▶ **Request**
Restate each of the lines below word for word and drop every picture.

#### Given data

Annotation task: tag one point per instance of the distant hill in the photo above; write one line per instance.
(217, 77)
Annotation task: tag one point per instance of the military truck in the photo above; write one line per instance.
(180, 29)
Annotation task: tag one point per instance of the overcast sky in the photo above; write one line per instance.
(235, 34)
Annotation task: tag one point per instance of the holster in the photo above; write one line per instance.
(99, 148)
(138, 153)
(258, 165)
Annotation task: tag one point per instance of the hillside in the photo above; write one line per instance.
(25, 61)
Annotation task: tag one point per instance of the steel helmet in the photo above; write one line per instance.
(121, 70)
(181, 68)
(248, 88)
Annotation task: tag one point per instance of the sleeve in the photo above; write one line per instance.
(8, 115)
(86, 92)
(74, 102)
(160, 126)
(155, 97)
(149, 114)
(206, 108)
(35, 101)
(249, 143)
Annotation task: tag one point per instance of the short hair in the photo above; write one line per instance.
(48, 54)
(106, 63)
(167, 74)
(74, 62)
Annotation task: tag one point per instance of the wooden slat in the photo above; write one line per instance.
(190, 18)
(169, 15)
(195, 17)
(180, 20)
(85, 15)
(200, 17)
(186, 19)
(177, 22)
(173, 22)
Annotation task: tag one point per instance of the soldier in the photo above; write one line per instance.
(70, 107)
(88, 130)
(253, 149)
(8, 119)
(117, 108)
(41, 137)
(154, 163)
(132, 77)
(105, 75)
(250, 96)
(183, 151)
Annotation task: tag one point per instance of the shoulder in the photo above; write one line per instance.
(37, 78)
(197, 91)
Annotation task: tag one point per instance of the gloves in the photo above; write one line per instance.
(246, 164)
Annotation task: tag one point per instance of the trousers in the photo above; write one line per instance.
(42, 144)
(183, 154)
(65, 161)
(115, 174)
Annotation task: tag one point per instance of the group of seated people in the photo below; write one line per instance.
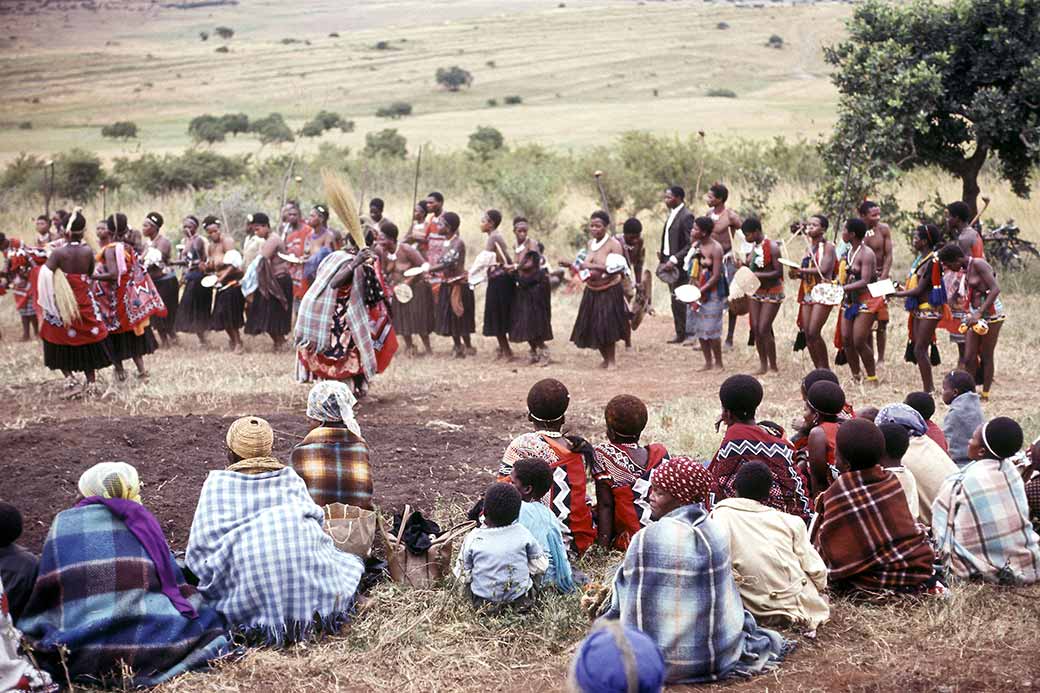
(718, 554)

########

▶ **Output for this task**
Annotation task: tag one point per instance of the distant hill in the photo above; write one line per instance.
(217, 77)
Annotation task: tag one point per instance of the military truck in the photo above; write one line per instance.
(180, 29)
Annotation task: tag one point per instance of the overcast sky in the photo above; write one line per instance.
(235, 34)
Annotation task: tag one point per instance of the holster in the photo above; write one line per instance.
(99, 148)
(138, 153)
(258, 165)
Annotation task: tag one point per instance of the hillside in the photo above; write one line per instance.
(25, 61)
Annotation task: tag one point per instance of the steel helmet in the photo above; write one line per instance.
(121, 70)
(181, 68)
(248, 88)
Annotation task: tag one point per instance of the sleeve in the photo above; write one line per instance.
(8, 115)
(86, 92)
(74, 102)
(160, 126)
(155, 97)
(149, 114)
(206, 108)
(35, 101)
(249, 143)
Annotation task: tag one point per instance of the short hair in the photo above; write one line per instance.
(48, 54)
(106, 63)
(167, 74)
(74, 62)
Annotation task: tag one point per instance of the wooden slat in the photo above; write one line per instance.
(190, 18)
(169, 15)
(195, 17)
(180, 20)
(85, 15)
(200, 17)
(186, 19)
(177, 22)
(173, 22)
Annotation task: tag one point per instance of the soldier in the photo above; write one line per instance.
(70, 107)
(88, 130)
(253, 149)
(8, 119)
(117, 108)
(41, 137)
(154, 163)
(132, 77)
(105, 75)
(250, 96)
(183, 151)
Annotation task: tag one point per instance of the shoulder in the photo above; write one line per instance.
(37, 78)
(197, 91)
Annotation task: tag one point per instance of the gloves in the photo above; write one line per instance.
(246, 164)
Annotation task: tag one point per instance of the trousers in the photo above; write one line per instance.
(42, 144)
(183, 154)
(65, 161)
(115, 174)
Annotation task: tag one point per instance of the group of seated people in the photo below; write one line per instance.
(718, 554)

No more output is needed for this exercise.